▶ SUPPLIED PASSAGE
↓
Marco Dalla Costa (born 25 March 1988) is an Italian professional footballer who plays as a forward for Pinerolo.

Club career

Youth career
Born in Pinerolo, the Province of Turin (Torino), Dalla Costa was signed by F.C. Internazionale Milano in mid-2003. In 2005–06 season he was the member of Berretti under-18 team (B team of age under-20). He scored 7 goals in regular season.

Lega Pro clubs
In mid-2006 he was loaned to Pro Sesto along with Nicola Redomi, Daniele Federici, Alessandro Brioschi, Alessio Colombo, Alessandro Mosca and Luca Palazzo (co-ownership), all born in 1988, as Inter no longer operated its Berretti U-19 team as a feeder team of Primavera, and they failed to compete into that main team.

Dalla Costa made his first team debut during the season. In January 2007 Inter sold half of the registration rights to Pro Sesto for a fee of €500 (Federici also sold for €500), and Pro Sesto striker Aiman Napoli joined Inter in exchange for €70,000. In 2007–08 Serie C1 he played 15 times. Dalla Costa then spent 2008–09 season at Seconda Divisione (ex- Serie C2) side Sangiovannese, which he mainly as a substitute.

The co-ownership was renewed in June 2007, 2008 and again in 2009. Pro Sesto sold its 50% rights to fellow Seconda Divisione club Olbia in mid-2009 (Pro Sesto relegated in 2009) However, he returned to Sesto San Giovanni in January 2010. In 2009–10 he only played 10 times in total. In June 2010, Inter gave up the remain 50% rights to Olbia. However, the Commissione di Vigilanza sulle Società di Calcio Professionistiche (Co.Vi.So.C.) of FIGC rejected to issue new license for Olbia at the end of season, thus folded.

Serie D
Dalla Costa then moved to Serie D (non-professional/regional) team Caratese in 2010–11 season.
↑
▶ TASKS FOR THIS EXERCISE
1. Answer these questions using the biography of Marco Dalla Costa:
(a) Which club signed him in mid-2003?
(b) What fee did Inter receive in January 2007 for half of his registration rights?
(c) Which Serie D team did he join for the 2010–11 season?
2. Continue the biography of Marco Dalla Costa from the point where it stops.

Source data
↓
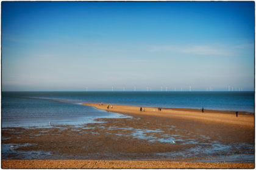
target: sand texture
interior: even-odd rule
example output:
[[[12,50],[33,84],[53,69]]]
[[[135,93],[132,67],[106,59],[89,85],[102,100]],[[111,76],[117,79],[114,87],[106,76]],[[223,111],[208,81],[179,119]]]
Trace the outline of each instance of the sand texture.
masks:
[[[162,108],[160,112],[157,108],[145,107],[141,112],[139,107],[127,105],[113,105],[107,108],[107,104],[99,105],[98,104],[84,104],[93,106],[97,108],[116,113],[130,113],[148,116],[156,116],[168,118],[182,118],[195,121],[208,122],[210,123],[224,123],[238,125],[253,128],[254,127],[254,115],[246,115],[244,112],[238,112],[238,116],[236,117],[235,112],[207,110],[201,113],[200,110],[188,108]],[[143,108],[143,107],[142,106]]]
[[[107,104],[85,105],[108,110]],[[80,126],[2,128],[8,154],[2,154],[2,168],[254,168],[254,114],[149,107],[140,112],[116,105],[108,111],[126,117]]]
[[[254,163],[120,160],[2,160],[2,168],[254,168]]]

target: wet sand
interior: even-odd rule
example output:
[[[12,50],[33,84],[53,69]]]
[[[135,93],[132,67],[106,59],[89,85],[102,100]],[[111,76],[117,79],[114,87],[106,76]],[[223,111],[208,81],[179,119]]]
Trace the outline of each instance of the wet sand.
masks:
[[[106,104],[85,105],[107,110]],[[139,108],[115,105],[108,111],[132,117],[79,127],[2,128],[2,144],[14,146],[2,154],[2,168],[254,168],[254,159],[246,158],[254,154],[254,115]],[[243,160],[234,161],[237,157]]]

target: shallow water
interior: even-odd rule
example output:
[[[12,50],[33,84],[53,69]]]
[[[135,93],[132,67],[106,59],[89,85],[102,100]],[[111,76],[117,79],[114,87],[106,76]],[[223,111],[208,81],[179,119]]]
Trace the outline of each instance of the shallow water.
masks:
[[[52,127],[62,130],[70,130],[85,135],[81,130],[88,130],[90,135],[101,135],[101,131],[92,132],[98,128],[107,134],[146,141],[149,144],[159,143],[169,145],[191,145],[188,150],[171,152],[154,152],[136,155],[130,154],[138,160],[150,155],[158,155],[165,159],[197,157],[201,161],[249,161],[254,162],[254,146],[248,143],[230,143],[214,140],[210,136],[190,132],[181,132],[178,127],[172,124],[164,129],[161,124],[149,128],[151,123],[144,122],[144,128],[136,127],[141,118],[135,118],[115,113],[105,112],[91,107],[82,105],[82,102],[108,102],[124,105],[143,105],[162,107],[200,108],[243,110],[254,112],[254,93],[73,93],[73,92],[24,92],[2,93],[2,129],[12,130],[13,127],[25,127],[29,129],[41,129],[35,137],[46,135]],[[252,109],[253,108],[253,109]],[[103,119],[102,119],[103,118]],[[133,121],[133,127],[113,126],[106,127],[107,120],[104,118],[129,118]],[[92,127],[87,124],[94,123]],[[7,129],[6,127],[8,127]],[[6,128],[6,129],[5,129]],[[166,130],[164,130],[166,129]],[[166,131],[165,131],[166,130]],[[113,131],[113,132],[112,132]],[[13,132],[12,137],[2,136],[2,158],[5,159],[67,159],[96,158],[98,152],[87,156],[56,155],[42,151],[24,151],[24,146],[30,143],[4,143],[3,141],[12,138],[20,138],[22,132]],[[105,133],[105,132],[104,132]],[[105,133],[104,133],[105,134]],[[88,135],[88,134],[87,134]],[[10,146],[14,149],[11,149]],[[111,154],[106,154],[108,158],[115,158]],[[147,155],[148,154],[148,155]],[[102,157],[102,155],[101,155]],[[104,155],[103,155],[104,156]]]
↑
▶ RESULTS OF THE TASKS
1.
(a) F.C. Internazionale Milano
(b) €500
(c) Caratese

2.
Novara
In March 2011 he signed a pre-contract with Serie B team Novara Calcio to join the club at the end of season. The Serie D club located in Lombardy also became the satellite club of Piedmontese club Novara in July 2011. Novara promoted in June and in August 2011 he was loaned to Seconda Divisione team Pro Patria. On 31 January 2012 he was exchanged with Riccardo Capogna.

Serie D champion
On 15 June 2012 he was signed by Serie D newcomer Bra. The team was from home region of Dalla Costa, in the Province of Cuneo, Piedmont. The team promoted as the group A winner.

International career
Dalla Costa had played for Italy youth team at 2005 FIFA U-17 World Championship (2 matches) and 2005 UEFA European Under-17 Football Championship (3 matches).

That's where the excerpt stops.